Copy the lines below word for word, starting with the line that contains "white dress shirt?" and going on through the line that contains "450,148 -> 490,157". Leave the pictures out of your copy.

* begin The records *

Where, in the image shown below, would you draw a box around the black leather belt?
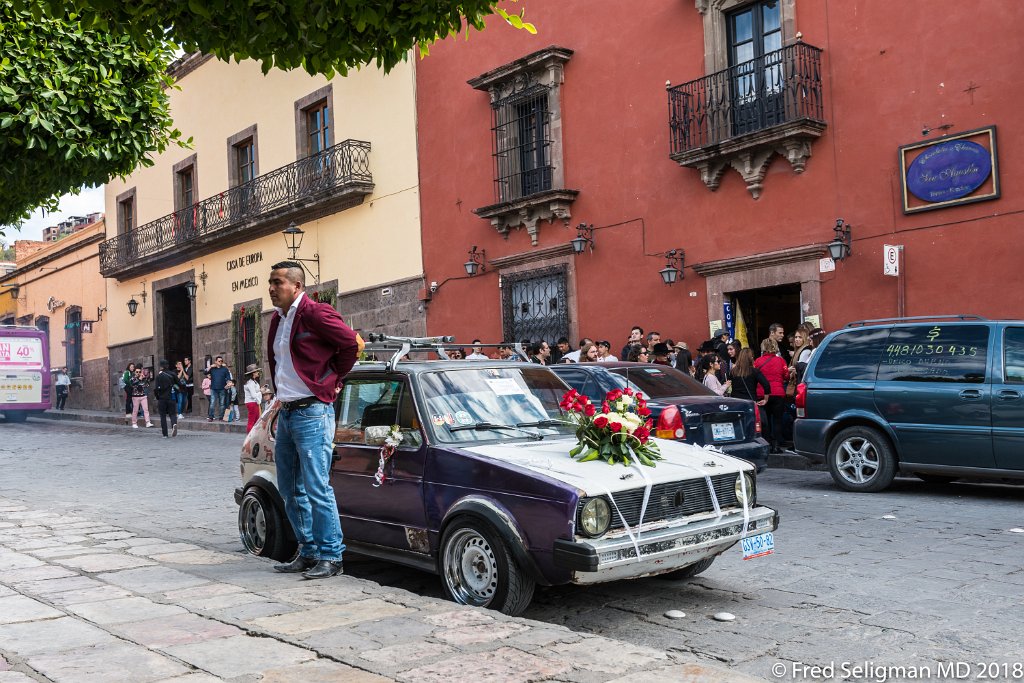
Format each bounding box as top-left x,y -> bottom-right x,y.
281,396 -> 322,411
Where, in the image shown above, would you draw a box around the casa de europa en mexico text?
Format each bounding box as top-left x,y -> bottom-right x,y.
93,53 -> 425,397
0,0 -> 1024,409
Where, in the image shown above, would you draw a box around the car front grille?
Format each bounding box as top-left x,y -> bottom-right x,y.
598,474 -> 738,528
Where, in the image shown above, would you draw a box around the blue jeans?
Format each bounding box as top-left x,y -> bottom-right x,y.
207,389 -> 225,420
273,402 -> 345,561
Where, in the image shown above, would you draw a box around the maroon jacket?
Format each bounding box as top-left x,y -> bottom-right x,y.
266,295 -> 359,403
754,353 -> 790,396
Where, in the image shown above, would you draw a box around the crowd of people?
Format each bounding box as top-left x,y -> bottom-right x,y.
447,323 -> 825,454
118,355 -> 273,437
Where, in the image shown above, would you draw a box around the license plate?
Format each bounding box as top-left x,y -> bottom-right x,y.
711,422 -> 736,441
739,531 -> 775,560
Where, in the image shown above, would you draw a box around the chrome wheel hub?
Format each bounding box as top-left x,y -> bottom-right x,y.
443,528 -> 499,607
836,436 -> 880,483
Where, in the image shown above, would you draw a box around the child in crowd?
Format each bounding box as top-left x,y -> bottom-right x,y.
224,380 -> 239,422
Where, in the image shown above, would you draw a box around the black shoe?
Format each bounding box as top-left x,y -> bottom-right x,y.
302,560 -> 345,579
273,555 -> 316,573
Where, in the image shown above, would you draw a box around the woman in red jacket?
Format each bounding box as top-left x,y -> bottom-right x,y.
754,337 -> 790,453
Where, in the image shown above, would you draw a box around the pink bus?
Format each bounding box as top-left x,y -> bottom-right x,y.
0,325 -> 50,422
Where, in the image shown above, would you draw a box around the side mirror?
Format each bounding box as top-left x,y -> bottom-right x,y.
362,425 -> 391,445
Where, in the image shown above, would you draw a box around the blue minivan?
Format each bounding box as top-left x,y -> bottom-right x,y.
794,315 -> 1024,492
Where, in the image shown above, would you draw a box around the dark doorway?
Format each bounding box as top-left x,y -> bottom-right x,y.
728,283 -> 803,360
160,285 -> 193,368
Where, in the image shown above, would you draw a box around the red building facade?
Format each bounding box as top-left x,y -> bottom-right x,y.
417,0 -> 1024,352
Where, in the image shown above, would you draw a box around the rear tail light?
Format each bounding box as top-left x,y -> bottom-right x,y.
794,382 -> 807,418
654,405 -> 686,439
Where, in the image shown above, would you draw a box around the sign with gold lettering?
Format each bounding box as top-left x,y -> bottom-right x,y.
899,126 -> 999,213
224,251 -> 263,270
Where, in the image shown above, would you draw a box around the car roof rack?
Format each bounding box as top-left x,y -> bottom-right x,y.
846,313 -> 988,328
365,333 -> 529,373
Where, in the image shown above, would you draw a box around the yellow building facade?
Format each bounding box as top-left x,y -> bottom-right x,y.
100,53 -> 425,405
0,220 -> 109,410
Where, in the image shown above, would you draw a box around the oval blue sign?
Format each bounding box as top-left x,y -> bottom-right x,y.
906,140 -> 992,202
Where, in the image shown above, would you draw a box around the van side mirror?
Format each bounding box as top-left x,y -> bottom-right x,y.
362,425 -> 391,445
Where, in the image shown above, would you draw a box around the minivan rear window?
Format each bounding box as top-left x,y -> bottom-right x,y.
814,328 -> 889,382
879,325 -> 988,384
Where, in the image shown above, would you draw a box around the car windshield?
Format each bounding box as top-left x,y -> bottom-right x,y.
611,366 -> 715,399
420,367 -> 573,443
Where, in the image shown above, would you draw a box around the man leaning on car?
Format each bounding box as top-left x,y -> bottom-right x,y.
267,261 -> 359,579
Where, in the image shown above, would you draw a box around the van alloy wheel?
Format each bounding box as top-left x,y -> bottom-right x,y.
836,437 -> 879,483
828,427 -> 896,493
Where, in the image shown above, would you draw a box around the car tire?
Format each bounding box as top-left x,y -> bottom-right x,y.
239,486 -> 298,562
913,472 -> 959,483
828,427 -> 896,494
437,517 -> 536,616
657,557 -> 715,581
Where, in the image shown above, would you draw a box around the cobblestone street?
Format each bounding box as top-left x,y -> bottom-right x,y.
0,421 -> 1024,681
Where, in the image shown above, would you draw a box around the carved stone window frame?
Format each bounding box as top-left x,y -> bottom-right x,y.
171,154 -> 200,211
468,45 -> 579,247
694,0 -> 797,74
293,83 -> 338,160
672,0 -> 825,199
227,124 -> 259,187
115,187 -> 138,234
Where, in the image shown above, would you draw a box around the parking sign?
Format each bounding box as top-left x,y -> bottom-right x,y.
882,245 -> 903,278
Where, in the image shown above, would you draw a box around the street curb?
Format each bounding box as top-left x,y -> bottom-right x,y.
768,451 -> 828,472
32,411 -> 246,434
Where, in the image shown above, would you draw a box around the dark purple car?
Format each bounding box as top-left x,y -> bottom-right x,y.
551,362 -> 768,472
234,352 -> 778,614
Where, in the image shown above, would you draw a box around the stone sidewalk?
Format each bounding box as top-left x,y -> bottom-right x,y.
33,409 -> 826,471
0,499 -> 759,683
30,407 -> 246,434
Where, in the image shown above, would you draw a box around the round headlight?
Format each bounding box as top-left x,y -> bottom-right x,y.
736,472 -> 754,507
580,498 -> 611,537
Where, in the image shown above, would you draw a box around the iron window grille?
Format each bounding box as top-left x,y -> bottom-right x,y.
502,265 -> 569,343
669,43 -> 824,154
490,84 -> 552,204
99,140 -> 373,278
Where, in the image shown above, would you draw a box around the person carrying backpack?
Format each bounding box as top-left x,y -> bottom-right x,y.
153,358 -> 178,438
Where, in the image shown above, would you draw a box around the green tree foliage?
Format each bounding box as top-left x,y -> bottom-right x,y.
41,0 -> 536,78
0,0 -> 537,229
0,0 -> 180,225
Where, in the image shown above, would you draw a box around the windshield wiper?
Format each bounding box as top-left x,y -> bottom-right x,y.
447,422 -> 544,441
515,418 -> 565,427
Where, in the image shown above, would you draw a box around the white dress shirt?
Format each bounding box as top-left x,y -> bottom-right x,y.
273,292 -> 313,400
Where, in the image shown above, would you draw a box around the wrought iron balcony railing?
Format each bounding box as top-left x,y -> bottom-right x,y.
669,43 -> 824,156
99,140 -> 374,278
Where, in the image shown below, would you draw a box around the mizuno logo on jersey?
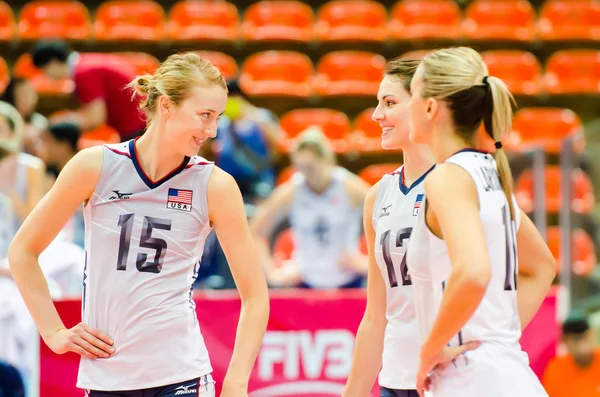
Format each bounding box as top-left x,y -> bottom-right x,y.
413,194 -> 425,216
108,190 -> 133,200
175,385 -> 198,396
379,204 -> 394,218
167,188 -> 193,212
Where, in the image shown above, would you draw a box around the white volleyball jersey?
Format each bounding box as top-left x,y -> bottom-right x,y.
407,149 -> 546,397
289,167 -> 362,288
373,163 -> 429,390
77,140 -> 214,390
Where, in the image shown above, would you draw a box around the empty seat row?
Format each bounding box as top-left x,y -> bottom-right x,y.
240,49 -> 600,97
0,0 -> 600,42
280,107 -> 585,154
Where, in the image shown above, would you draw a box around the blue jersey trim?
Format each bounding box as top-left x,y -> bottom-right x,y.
129,139 -> 190,189
399,165 -> 435,195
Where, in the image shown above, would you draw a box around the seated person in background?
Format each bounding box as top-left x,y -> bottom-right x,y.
0,102 -> 45,259
213,81 -> 280,202
0,77 -> 48,155
31,41 -> 146,141
250,128 -> 369,288
542,312 -> 600,397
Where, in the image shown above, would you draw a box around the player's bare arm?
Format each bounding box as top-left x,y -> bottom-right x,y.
208,167 -> 269,396
417,164 -> 492,393
8,146 -> 114,358
343,182 -> 387,397
250,182 -> 301,286
517,210 -> 556,329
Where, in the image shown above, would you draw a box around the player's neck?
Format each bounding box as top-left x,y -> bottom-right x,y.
402,145 -> 435,186
135,127 -> 183,181
429,129 -> 471,164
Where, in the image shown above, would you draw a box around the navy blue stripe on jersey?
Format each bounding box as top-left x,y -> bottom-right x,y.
399,165 -> 435,194
104,145 -> 131,158
129,139 -> 190,189
450,148 -> 490,157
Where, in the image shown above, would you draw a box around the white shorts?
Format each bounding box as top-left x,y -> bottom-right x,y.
431,343 -> 548,397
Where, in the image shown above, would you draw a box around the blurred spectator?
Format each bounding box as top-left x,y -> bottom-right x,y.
0,361 -> 25,397
542,313 -> 600,397
251,128 -> 369,288
0,77 -> 48,155
0,102 -> 45,259
41,122 -> 81,179
214,81 -> 280,202
31,41 -> 146,140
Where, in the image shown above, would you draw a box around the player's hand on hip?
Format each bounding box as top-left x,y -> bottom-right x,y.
417,341 -> 481,397
45,323 -> 115,358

* end The records *

■ Reply:
Where, in the image shown above, would you draw a box around the white dress shirt?
Format each bounding box as top-left x,y -> bottom-right x,y.
273,292 -> 313,400
Where, in the image shown above, would you draw a box around the wrought iron balcony railing?
Format each bounding box as top-left x,y -> bottom-right x,y.
669,43 -> 824,156
99,140 -> 374,278
Where, in the image shown below, would you draw a box around the mizuno logo on jersey?
Format each bounding box as top-left x,y -> bottom-right x,y.
413,194 -> 425,216
108,190 -> 133,200
175,385 -> 198,396
379,204 -> 394,218
167,188 -> 193,212
Where, in the image shown above, would you draw a box around the white volleyball jersey?
Format each bounding box as top-left x,y -> bottom-right x,y.
407,149 -> 546,397
289,167 -> 362,288
373,163 -> 429,390
77,140 -> 214,390
Where, in the image shown above, would you draw a box around the empty seat row?
Format each bounding box as top-left x,y -> bottom-right x,y.
240,49 -> 600,97
0,0 -> 600,42
280,107 -> 585,154
Where, in the image shown above, would you draw a box around the blue jersey trim?
Format each bounding box as top-left x,y -> bottom-right x,y.
129,139 -> 190,189
399,165 -> 435,195
Where, in the image shown above, would you draw a box around the seated person in background?
Format each bounding box as top-left x,y -> bottom-right x,y.
0,102 -> 45,259
213,81 -> 280,202
0,77 -> 48,155
31,41 -> 146,141
250,128 -> 369,288
542,312 -> 600,397
Where, in the image shown above, would you draw a box around the player's bare arm?
Format each bounding box as top-left x,y -> bottom-right x,y.
208,167 -> 269,396
417,164 -> 492,393
8,146 -> 114,358
343,182 -> 387,397
250,182 -> 301,286
517,210 -> 556,329
Where, in the image shown above, would you draw a box around the player's neck?
Format each bounding box as top-left x,y -> bottom-right x,y.
402,145 -> 435,186
135,127 -> 183,181
429,129 -> 471,164
Where, in the image shown above, would you draw a box around the navy blue stripe on jersey?
Format each bounding box as top-left x,y -> bottom-right x,y.
399,165 -> 435,194
104,145 -> 131,158
129,139 -> 190,189
450,148 -> 490,157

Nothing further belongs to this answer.